L’intersectionnalité apparaît comme une métaphore et un moyen explicatif accessible : deux chemins se croisent, deux avenues “s’intersectent”, celle de la race et celle de la classe, celle du genre et celle de la nationalité, et c’est dans cette intersection que convergent des catégories qui définissent les différentes réalités vécues par les individus. Mais, comment caractérise-t-on ces avenues ? Sont-elles toutes égales ? Est-il réductionniste d’accorder plus d’importance aux problèmes de classe dans le capitalisme ?

Dans une ancienne édition de Ideas de Izquierda, supplément théorique du journal La Izquierda Diario [Ndt : qui fait partie du réseau international de quotidiens dont est membre Révolution Permanente], la théoricienne féministe Lise Vogel réfléchissait autour de ces questions dans « Más allá de la interseccionalidad » (Au delà de l’intersectionnalité). Texte publié dans Science & Society 82.2, Barbara Foley, intellectuelle américaine et professeure à l’Université de Rutgers, réfléchit sur la pertinence de l’intersectionnalité comme catégorie d’analyse des oppressions et de leur croisement avec la classe en tant que relation sociale. Foley fait une critique marxiste et propose une façon de réfléchir sur :

“...la manière dont est organisée l’activité humaine productive qui dans une société de classes pousse la masse de la population à se diviser en plusieurs catégories pour assurer que la majorité travaille au service de la minorité ; cette organisation basée sur la classe constitue le principal sujet à étudier si on veut comprendre les racines de l’inégalité sociale”

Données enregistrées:
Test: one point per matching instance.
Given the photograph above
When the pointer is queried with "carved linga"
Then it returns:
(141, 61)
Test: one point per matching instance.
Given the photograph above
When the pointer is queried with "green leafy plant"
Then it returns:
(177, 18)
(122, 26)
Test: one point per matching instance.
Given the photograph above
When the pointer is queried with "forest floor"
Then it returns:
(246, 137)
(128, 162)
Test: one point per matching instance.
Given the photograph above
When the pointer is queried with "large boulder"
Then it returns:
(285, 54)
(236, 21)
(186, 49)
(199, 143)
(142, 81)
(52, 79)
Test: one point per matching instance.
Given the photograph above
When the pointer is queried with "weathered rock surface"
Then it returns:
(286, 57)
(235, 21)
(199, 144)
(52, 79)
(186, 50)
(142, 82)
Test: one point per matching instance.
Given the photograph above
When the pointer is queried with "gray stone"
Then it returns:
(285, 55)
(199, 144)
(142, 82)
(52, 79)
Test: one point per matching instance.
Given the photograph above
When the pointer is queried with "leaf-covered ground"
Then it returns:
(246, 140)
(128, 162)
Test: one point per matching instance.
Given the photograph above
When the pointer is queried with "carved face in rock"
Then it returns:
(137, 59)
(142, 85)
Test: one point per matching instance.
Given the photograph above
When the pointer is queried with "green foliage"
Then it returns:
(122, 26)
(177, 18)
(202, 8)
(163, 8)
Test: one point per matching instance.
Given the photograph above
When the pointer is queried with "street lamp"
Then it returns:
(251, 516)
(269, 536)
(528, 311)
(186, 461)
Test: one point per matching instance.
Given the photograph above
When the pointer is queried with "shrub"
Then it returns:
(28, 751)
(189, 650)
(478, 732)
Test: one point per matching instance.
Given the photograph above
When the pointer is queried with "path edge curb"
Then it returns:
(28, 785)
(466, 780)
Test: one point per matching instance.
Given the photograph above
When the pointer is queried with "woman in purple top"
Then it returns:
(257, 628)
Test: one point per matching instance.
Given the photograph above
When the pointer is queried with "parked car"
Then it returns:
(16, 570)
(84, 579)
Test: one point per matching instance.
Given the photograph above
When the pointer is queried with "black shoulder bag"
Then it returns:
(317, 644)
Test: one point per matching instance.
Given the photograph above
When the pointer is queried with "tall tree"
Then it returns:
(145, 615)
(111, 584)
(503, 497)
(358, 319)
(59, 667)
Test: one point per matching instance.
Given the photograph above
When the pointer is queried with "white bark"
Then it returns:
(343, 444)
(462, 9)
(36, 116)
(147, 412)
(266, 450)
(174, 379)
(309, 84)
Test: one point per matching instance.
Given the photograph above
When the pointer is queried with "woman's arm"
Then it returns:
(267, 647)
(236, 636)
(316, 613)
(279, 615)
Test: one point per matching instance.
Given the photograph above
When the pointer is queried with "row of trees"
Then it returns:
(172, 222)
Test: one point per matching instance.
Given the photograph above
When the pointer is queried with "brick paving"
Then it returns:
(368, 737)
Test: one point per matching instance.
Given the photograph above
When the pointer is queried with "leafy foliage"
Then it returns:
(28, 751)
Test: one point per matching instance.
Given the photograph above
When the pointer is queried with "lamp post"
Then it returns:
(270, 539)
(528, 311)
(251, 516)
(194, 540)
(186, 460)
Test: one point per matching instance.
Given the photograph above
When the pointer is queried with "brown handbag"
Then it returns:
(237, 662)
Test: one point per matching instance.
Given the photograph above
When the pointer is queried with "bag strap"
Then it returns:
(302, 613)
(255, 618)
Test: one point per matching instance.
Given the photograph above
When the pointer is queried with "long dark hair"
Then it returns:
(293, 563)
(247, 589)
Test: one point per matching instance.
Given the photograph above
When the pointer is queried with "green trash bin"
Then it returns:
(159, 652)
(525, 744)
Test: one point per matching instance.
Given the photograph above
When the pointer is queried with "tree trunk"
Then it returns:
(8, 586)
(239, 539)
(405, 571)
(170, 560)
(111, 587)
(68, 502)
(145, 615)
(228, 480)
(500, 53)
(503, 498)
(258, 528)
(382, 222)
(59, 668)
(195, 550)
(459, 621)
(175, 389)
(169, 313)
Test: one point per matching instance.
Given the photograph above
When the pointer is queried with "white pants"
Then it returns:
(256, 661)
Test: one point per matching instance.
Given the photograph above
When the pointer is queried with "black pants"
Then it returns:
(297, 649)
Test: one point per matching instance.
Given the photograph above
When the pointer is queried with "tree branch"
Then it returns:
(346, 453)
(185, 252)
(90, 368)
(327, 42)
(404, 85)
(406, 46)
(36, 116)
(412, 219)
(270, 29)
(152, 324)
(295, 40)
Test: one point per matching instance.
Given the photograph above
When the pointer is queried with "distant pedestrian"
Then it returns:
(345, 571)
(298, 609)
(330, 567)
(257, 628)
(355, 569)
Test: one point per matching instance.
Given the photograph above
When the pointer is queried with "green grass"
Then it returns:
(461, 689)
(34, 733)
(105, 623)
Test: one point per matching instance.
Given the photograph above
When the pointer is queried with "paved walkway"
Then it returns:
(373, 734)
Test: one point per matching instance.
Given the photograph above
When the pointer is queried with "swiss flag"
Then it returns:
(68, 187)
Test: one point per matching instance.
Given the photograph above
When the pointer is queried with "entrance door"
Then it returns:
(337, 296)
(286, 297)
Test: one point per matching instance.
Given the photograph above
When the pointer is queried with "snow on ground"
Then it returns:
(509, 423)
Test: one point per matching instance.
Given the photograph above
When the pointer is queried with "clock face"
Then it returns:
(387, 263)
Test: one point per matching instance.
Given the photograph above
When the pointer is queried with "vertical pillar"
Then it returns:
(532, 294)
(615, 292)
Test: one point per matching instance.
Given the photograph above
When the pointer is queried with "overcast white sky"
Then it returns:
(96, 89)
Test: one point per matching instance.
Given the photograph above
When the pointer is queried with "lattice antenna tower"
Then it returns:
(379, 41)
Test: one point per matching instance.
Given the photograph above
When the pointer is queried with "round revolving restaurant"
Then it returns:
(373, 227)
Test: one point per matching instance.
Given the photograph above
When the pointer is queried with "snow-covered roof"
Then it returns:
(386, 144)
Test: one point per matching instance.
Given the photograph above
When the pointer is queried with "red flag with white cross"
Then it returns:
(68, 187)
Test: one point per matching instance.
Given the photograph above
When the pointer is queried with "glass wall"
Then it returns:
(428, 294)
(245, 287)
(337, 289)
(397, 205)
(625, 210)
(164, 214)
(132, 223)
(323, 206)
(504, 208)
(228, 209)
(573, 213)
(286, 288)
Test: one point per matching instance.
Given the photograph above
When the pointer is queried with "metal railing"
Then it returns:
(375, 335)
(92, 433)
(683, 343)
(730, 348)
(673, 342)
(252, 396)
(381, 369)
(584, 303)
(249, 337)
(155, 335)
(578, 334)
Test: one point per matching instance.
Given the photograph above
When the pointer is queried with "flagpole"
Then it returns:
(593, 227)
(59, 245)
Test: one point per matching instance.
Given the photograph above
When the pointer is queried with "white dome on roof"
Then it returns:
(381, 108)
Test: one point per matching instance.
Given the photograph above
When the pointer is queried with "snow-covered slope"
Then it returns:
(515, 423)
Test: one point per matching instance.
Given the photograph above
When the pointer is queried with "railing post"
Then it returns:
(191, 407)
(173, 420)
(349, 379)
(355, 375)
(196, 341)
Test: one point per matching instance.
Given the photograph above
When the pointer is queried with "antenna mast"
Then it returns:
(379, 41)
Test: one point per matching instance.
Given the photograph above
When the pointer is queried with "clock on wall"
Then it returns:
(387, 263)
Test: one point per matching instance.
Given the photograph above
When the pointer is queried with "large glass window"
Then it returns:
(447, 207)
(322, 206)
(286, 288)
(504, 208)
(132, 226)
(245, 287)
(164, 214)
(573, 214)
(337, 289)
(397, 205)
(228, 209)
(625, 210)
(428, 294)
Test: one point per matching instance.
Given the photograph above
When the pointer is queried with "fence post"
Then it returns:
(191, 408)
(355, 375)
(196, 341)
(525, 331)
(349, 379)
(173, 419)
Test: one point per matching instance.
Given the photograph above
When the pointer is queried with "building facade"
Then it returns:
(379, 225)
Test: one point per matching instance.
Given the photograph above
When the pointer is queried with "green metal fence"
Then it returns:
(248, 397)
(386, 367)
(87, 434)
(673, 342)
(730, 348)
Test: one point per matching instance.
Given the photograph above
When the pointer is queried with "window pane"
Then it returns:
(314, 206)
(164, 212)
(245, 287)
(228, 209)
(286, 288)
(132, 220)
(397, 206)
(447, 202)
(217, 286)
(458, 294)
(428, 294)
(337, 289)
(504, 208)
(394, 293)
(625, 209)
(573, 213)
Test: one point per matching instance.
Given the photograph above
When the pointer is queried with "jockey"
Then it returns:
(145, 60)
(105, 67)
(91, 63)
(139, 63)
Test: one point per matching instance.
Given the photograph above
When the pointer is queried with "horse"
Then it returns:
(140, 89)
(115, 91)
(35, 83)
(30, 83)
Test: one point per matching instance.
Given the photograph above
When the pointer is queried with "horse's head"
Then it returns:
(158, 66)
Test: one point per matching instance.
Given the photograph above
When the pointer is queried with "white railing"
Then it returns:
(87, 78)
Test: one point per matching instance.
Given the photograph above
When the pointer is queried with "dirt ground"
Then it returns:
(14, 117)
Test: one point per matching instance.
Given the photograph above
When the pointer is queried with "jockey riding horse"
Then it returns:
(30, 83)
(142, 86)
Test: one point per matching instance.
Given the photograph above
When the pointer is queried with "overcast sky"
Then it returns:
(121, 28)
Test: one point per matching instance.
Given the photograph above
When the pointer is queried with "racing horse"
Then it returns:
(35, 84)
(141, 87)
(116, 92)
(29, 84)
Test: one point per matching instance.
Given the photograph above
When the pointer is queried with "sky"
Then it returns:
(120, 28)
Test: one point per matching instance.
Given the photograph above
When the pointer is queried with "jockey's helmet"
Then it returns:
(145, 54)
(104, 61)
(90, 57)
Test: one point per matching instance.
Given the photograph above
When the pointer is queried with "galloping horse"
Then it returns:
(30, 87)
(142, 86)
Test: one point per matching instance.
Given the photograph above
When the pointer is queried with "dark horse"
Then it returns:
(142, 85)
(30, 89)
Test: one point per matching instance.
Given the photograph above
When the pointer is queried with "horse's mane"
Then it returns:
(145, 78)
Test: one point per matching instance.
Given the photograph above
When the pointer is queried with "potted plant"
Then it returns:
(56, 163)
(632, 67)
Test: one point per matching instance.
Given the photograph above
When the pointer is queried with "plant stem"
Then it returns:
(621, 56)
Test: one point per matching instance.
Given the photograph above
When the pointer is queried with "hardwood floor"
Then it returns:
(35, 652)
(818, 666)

Exercice écrit: Écrivez la suite du texte sur l'intersectionnalité, en partant de sa dernière phrase.

Résultat:
Un élément est précieux dans ses réflexions, au delà des opinions que l’on peut avoir sur son analyse dans son ensemble : elle choisit comme interlocutrices et interlocuteurs des personnes qui veulent se battre contre ces inégalités. Cette approche rend plus pertinente encore ses questionnements sur l’utilité de ces catégories, tout spécialement afin de penser des outils d’organisation et de lutte contre les injustices, mais aussi pour imaginer un monde sans exploitation ni oppression dans un “futur proche”.

INTERSECTIONNALITÉ : UNE CRITIQUE MARXISTE

L’intersectionnalité aborde des questions qui ont une importance vitale pour n’importe quelle personne - qui se trouve dans ou en dehors des cadres universitaires - qui s’intéresse aux questions telles que la justice sociale et qui s’engage pour comprendre les causes profondes des inégalités atroces qui imprègnent notre société actuelle. Mes élèves de l’université de Rutgers (Newark), en particulier ceux qui tentent de théoriser plus profondément des manières de comprendre, résister et combattre ces inégalités, font constamment référence, même si de manière abstraite, à des choses (des mouvements, identités ou simplement des idées) qui “intersectent”, qui se “recoupent”. Cependant, afin d’évaluer l’utilité de l’intersectionnalité comme modèle analytique et programmatique - et même, de décider si elle est ou non “théorie”, comme certains l’affirment - il convient de ne pas uniquement analyser les questions auxquelles elle permet de donner des réponses mais aussi les problématiques qu’elle laisse de côté et les solutions qu’elle exclut.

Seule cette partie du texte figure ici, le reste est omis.